**WORK INSTRUCTIONS:**
Go over the data and copy out each line with "straw" in it.

**EXTRACTED RECORDS:**
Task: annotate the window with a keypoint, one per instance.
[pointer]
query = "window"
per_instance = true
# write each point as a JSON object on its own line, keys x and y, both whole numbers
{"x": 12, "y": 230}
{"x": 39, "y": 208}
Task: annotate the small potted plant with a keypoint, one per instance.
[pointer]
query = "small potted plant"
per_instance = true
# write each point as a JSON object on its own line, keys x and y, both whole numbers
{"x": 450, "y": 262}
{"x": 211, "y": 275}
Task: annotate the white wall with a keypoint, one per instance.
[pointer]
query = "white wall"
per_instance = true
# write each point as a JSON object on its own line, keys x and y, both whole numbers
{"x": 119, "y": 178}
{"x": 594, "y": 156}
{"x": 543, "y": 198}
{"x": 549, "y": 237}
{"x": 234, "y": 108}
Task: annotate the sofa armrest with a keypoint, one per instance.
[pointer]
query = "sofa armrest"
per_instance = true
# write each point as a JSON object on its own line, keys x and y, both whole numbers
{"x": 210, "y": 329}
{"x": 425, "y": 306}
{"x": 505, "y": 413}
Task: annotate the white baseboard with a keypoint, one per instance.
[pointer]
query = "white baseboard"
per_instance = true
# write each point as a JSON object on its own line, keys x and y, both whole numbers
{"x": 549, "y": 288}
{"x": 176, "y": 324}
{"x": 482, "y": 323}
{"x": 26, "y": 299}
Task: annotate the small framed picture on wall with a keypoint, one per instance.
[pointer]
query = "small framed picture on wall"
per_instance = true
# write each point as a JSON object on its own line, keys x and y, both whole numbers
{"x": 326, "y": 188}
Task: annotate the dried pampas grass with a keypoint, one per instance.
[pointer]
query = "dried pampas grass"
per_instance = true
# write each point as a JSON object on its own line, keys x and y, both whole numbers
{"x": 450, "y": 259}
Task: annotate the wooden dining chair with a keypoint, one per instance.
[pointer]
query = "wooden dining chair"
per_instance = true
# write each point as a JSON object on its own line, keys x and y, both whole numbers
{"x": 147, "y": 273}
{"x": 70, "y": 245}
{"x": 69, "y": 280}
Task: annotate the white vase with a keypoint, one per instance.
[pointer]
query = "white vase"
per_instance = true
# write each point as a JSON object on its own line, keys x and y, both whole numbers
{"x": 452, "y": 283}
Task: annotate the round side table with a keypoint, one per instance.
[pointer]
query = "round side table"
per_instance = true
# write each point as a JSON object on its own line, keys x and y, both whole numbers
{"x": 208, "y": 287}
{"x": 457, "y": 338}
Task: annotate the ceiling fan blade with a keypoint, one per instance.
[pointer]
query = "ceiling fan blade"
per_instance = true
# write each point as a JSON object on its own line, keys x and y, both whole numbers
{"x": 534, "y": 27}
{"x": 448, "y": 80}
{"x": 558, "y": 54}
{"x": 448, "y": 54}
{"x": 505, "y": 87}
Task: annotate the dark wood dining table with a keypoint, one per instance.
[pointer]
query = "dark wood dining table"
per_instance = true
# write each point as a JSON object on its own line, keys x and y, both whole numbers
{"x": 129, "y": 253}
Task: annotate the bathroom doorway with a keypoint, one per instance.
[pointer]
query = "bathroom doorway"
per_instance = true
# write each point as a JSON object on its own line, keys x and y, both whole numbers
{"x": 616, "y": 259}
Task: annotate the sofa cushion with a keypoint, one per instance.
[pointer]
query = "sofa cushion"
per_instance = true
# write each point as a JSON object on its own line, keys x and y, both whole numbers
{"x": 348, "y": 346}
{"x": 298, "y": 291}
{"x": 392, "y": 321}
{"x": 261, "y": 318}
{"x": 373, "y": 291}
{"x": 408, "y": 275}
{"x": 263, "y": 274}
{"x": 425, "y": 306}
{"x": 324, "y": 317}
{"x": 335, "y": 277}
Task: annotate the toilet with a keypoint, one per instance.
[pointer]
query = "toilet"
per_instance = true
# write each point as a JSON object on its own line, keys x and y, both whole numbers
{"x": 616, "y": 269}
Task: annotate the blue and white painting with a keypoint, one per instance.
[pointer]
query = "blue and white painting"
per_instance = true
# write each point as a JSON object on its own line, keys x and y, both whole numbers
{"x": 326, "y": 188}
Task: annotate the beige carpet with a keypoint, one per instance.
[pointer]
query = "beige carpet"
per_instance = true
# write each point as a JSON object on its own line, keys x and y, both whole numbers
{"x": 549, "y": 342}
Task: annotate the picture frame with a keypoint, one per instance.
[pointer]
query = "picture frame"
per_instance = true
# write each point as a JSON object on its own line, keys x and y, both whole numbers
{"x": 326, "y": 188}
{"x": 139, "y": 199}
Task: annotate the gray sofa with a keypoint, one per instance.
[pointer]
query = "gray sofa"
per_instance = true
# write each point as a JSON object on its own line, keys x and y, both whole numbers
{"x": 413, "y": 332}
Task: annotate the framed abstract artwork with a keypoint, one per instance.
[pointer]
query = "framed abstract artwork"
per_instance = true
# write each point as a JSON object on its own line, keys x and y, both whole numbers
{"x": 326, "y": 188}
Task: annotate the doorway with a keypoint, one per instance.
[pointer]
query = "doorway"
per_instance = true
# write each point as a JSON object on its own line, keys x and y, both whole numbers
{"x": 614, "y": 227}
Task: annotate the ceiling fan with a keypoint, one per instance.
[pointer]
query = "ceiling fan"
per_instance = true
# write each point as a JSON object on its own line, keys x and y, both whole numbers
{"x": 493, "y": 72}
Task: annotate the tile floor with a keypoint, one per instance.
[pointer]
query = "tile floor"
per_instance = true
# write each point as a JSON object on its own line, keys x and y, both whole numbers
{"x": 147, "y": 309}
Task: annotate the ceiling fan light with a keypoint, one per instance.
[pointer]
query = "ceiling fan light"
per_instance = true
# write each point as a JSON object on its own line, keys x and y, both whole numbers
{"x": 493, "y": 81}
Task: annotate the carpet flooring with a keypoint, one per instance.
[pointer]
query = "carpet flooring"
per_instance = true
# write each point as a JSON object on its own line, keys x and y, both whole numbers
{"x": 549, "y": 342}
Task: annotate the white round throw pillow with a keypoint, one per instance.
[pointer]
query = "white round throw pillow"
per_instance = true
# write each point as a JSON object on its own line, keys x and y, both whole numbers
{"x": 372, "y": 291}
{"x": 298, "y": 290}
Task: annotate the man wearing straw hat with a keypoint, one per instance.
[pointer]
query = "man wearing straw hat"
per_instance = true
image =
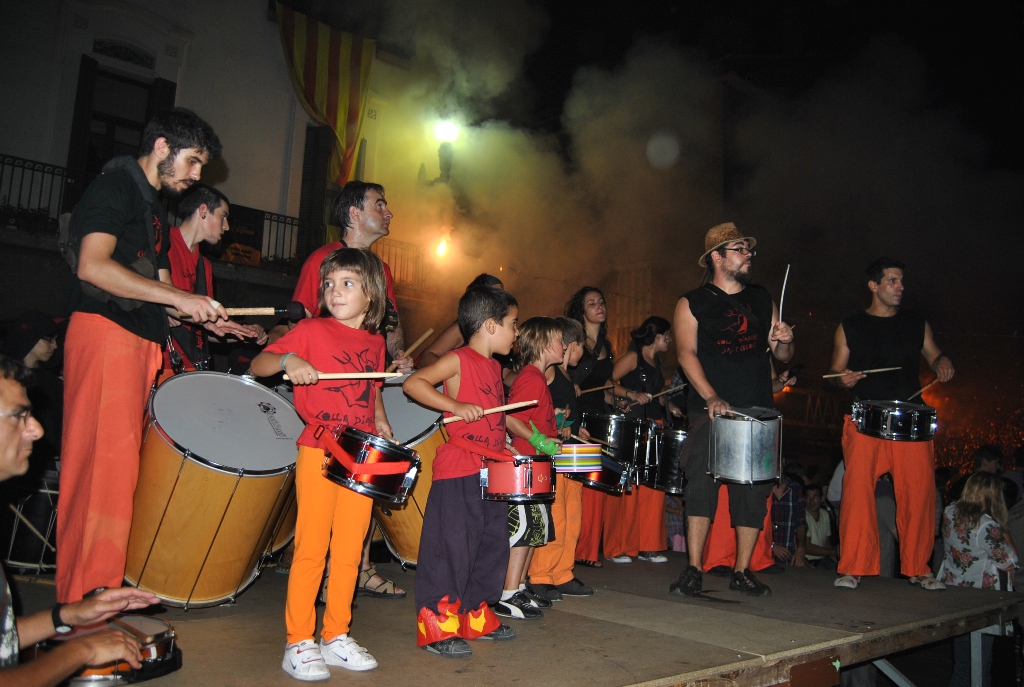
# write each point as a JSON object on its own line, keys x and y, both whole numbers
{"x": 885, "y": 336}
{"x": 722, "y": 330}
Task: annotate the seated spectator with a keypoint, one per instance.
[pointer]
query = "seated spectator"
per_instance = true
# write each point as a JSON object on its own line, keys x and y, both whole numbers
{"x": 819, "y": 551}
{"x": 18, "y": 430}
{"x": 986, "y": 459}
{"x": 788, "y": 521}
{"x": 977, "y": 554}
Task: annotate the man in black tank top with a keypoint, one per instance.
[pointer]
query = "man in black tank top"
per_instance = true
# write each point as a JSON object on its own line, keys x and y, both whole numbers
{"x": 722, "y": 330}
{"x": 885, "y": 336}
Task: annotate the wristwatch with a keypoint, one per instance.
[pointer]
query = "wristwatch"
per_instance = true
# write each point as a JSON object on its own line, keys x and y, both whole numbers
{"x": 59, "y": 626}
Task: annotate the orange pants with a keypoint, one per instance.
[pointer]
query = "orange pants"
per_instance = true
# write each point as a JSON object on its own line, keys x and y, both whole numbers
{"x": 720, "y": 548}
{"x": 109, "y": 373}
{"x": 552, "y": 563}
{"x": 635, "y": 522}
{"x": 592, "y": 522}
{"x": 912, "y": 468}
{"x": 334, "y": 518}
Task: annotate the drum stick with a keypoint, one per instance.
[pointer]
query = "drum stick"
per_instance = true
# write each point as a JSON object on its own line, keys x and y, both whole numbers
{"x": 862, "y": 372}
{"x": 500, "y": 409}
{"x": 354, "y": 375}
{"x": 594, "y": 440}
{"x": 32, "y": 528}
{"x": 781, "y": 300}
{"x": 409, "y": 351}
{"x": 659, "y": 393}
{"x": 598, "y": 388}
{"x": 922, "y": 389}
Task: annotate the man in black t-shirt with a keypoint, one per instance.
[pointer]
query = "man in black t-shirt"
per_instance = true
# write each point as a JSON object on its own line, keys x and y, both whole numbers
{"x": 18, "y": 430}
{"x": 722, "y": 331}
{"x": 112, "y": 351}
{"x": 885, "y": 336}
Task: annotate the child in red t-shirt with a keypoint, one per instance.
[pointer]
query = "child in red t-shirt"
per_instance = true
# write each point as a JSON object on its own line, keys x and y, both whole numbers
{"x": 331, "y": 517}
{"x": 464, "y": 546}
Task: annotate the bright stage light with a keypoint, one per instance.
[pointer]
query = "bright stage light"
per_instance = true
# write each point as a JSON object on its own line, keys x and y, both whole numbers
{"x": 446, "y": 132}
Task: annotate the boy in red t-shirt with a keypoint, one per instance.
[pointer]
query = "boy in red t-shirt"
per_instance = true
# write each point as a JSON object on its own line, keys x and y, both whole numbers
{"x": 331, "y": 517}
{"x": 464, "y": 548}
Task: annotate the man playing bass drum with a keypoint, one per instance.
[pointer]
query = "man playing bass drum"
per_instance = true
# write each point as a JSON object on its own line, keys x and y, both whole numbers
{"x": 885, "y": 336}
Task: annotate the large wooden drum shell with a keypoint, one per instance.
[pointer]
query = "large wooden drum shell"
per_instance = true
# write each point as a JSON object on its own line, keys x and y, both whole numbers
{"x": 199, "y": 532}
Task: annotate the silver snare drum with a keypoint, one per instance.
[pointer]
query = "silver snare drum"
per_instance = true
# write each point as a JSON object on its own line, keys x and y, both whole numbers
{"x": 895, "y": 420}
{"x": 747, "y": 451}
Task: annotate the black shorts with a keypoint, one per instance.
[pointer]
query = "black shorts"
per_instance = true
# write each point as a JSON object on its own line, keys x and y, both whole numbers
{"x": 748, "y": 503}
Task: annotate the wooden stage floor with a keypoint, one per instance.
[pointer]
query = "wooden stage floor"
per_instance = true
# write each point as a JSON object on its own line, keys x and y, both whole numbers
{"x": 631, "y": 632}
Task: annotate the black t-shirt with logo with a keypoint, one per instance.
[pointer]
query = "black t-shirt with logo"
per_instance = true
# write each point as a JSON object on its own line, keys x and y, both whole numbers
{"x": 122, "y": 203}
{"x": 886, "y": 342}
{"x": 732, "y": 344}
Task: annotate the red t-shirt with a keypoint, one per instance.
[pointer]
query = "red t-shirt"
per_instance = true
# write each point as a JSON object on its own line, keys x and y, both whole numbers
{"x": 307, "y": 288}
{"x": 184, "y": 270}
{"x": 530, "y": 385}
{"x": 480, "y": 383}
{"x": 331, "y": 346}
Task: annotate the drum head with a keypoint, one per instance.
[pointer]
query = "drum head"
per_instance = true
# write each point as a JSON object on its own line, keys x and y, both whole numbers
{"x": 411, "y": 422}
{"x": 227, "y": 421}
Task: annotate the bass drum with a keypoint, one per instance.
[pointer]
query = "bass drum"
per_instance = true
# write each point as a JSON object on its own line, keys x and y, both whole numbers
{"x": 216, "y": 467}
{"x": 417, "y": 427}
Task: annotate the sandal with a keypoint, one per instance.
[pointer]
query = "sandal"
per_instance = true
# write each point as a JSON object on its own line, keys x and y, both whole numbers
{"x": 385, "y": 590}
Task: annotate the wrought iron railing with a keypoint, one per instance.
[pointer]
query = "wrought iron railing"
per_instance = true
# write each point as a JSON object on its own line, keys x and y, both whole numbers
{"x": 31, "y": 194}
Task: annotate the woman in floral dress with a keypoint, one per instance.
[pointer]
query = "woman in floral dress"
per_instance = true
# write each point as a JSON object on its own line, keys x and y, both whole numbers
{"x": 978, "y": 553}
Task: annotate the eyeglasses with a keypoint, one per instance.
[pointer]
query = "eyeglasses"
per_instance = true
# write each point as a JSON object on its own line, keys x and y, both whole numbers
{"x": 20, "y": 416}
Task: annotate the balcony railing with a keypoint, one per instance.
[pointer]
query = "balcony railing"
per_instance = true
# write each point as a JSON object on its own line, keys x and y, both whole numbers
{"x": 31, "y": 194}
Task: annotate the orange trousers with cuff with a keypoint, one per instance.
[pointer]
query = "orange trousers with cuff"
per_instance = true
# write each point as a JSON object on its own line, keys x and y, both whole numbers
{"x": 635, "y": 522}
{"x": 330, "y": 518}
{"x": 109, "y": 373}
{"x": 553, "y": 563}
{"x": 912, "y": 468}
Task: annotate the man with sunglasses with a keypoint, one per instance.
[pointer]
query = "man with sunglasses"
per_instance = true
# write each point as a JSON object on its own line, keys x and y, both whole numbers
{"x": 722, "y": 330}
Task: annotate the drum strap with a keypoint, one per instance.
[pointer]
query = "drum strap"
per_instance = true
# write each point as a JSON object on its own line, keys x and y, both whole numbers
{"x": 477, "y": 449}
{"x": 383, "y": 468}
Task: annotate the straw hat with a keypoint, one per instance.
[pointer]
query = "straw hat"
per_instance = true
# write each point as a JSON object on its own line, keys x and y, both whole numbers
{"x": 720, "y": 235}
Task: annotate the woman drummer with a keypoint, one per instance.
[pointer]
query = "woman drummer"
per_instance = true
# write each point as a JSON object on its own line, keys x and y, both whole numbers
{"x": 634, "y": 523}
{"x": 594, "y": 370}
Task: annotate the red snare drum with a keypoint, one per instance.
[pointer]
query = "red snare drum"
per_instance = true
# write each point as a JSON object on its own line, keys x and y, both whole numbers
{"x": 393, "y": 466}
{"x": 522, "y": 479}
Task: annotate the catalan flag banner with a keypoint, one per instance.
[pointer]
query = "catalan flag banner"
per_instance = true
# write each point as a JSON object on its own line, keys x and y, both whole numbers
{"x": 330, "y": 70}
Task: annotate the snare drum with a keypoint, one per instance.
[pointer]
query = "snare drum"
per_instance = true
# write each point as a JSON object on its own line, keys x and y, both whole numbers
{"x": 524, "y": 479}
{"x": 418, "y": 427}
{"x": 626, "y": 436}
{"x": 671, "y": 477}
{"x": 360, "y": 447}
{"x": 895, "y": 420}
{"x": 747, "y": 451}
{"x": 215, "y": 470}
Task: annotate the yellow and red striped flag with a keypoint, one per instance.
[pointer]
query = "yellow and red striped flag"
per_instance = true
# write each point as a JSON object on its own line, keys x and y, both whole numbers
{"x": 330, "y": 70}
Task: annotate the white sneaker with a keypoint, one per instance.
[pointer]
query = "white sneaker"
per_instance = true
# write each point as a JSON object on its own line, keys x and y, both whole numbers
{"x": 303, "y": 661}
{"x": 344, "y": 652}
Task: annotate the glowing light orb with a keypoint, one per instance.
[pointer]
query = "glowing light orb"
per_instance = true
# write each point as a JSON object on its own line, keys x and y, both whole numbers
{"x": 446, "y": 132}
{"x": 663, "y": 149}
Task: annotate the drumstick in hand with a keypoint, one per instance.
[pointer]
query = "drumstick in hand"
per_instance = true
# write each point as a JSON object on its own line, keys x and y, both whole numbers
{"x": 409, "y": 351}
{"x": 862, "y": 372}
{"x": 354, "y": 375}
{"x": 500, "y": 409}
{"x": 922, "y": 389}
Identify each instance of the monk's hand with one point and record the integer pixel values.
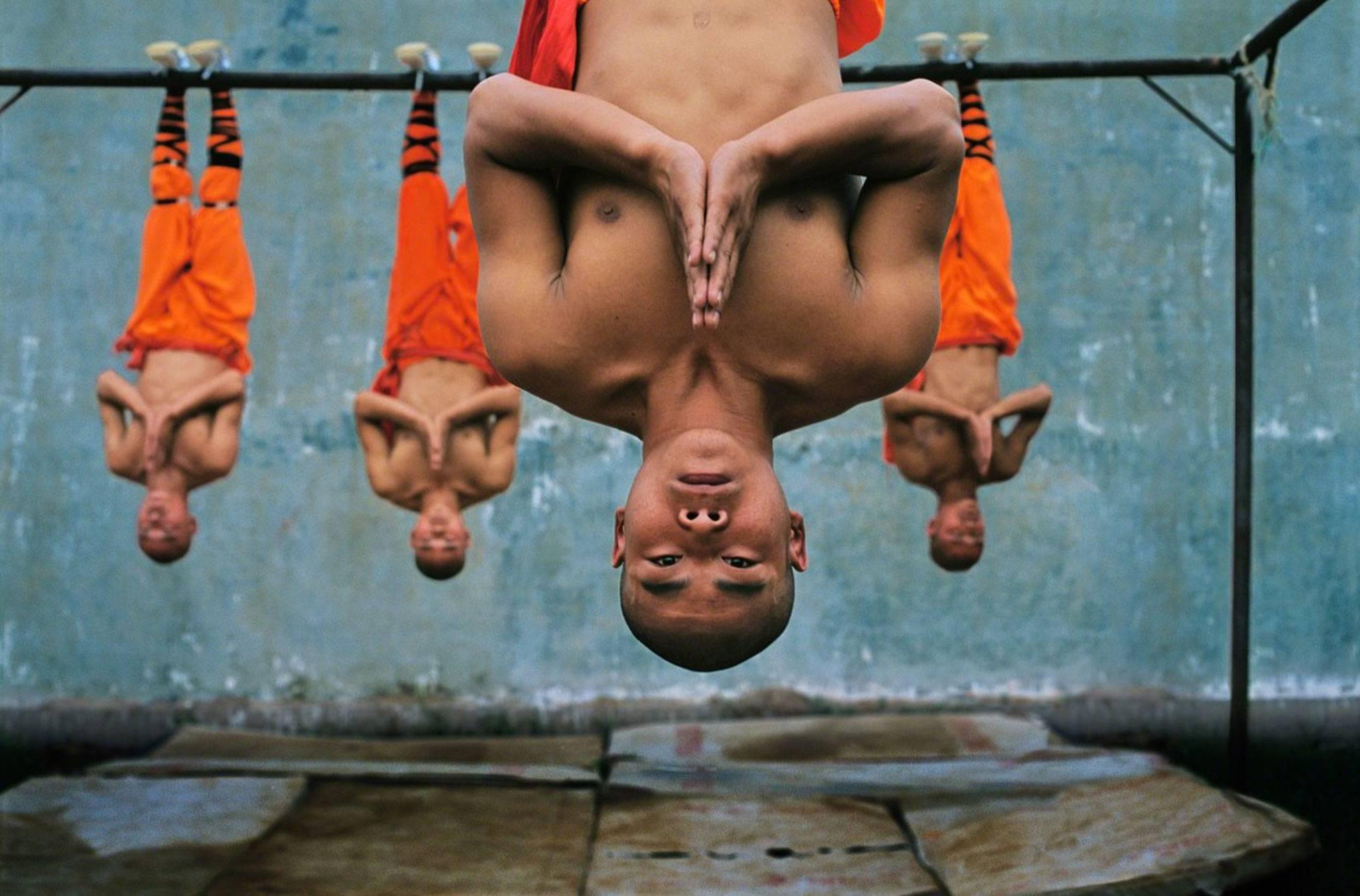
(980, 433)
(679, 177)
(735, 179)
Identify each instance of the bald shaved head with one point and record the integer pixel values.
(706, 627)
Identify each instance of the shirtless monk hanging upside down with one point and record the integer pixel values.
(705, 275)
(943, 431)
(177, 429)
(438, 429)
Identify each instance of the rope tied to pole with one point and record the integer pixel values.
(1268, 97)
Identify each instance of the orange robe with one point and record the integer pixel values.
(977, 294)
(546, 49)
(196, 290)
(433, 298)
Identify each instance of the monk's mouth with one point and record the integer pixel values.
(705, 479)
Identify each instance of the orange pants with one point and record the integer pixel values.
(433, 301)
(546, 49)
(977, 294)
(196, 290)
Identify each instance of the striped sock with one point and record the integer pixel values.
(225, 146)
(977, 131)
(172, 146)
(421, 151)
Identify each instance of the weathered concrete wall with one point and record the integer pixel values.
(1109, 556)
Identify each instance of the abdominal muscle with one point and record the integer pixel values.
(622, 277)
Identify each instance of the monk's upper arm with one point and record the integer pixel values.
(377, 456)
(123, 441)
(223, 438)
(1010, 452)
(901, 223)
(513, 201)
(502, 455)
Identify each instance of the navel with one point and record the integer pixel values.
(800, 209)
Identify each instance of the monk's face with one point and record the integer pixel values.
(165, 526)
(956, 535)
(439, 542)
(707, 540)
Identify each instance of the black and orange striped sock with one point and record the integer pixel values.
(225, 147)
(172, 146)
(421, 151)
(977, 130)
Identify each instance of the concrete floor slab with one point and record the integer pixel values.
(205, 751)
(835, 739)
(927, 780)
(351, 839)
(706, 846)
(1163, 834)
(82, 836)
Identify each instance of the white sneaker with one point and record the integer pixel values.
(485, 55)
(972, 44)
(169, 55)
(419, 56)
(932, 45)
(211, 56)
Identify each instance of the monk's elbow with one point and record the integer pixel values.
(929, 118)
(490, 105)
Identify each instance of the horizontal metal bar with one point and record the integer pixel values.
(1193, 118)
(235, 79)
(1038, 71)
(467, 80)
(1276, 29)
(17, 97)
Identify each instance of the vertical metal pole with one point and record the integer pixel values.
(1242, 430)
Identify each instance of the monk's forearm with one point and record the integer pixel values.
(222, 389)
(1030, 403)
(494, 401)
(378, 409)
(909, 403)
(891, 134)
(114, 390)
(527, 127)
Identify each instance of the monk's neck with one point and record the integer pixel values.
(707, 400)
(439, 497)
(168, 479)
(957, 489)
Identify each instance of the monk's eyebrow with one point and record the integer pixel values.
(668, 586)
(742, 588)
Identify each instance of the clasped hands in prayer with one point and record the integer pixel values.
(710, 209)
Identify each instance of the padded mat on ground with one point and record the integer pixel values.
(834, 739)
(669, 845)
(205, 751)
(350, 839)
(82, 836)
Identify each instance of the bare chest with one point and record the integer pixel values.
(464, 469)
(623, 302)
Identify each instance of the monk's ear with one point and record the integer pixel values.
(616, 558)
(797, 543)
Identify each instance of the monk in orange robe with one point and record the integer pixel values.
(439, 425)
(943, 431)
(177, 427)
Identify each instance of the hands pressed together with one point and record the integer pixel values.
(710, 209)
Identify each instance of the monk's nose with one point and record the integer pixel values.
(702, 520)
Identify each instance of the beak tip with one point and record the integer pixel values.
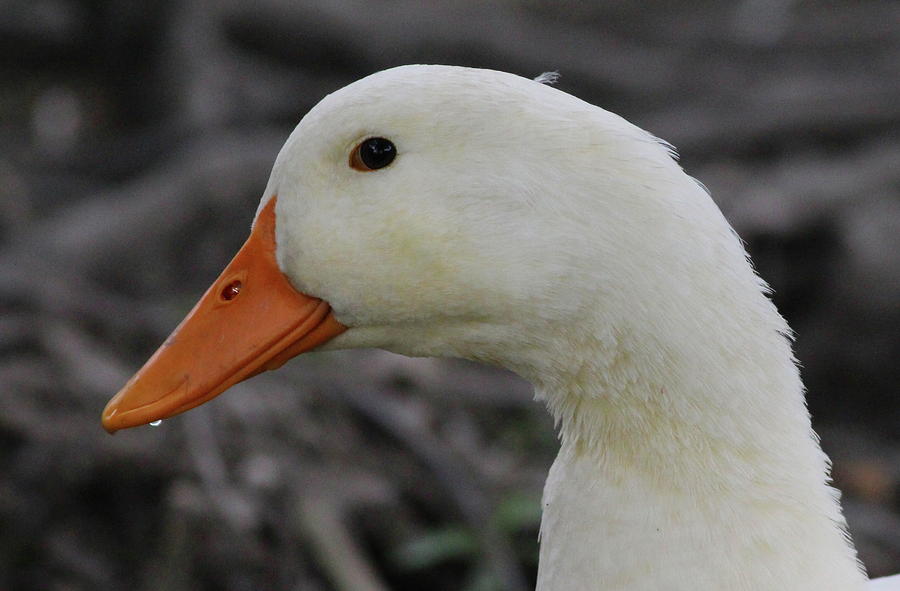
(106, 418)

**PROBLEM SOLUTION:**
Task: annotate the man wearing straw hat with a keypoint, one per instance.
query = "man wearing straw hat"
Task: annotate the straw hat with a keypoint, one per instance.
query = "straw hat"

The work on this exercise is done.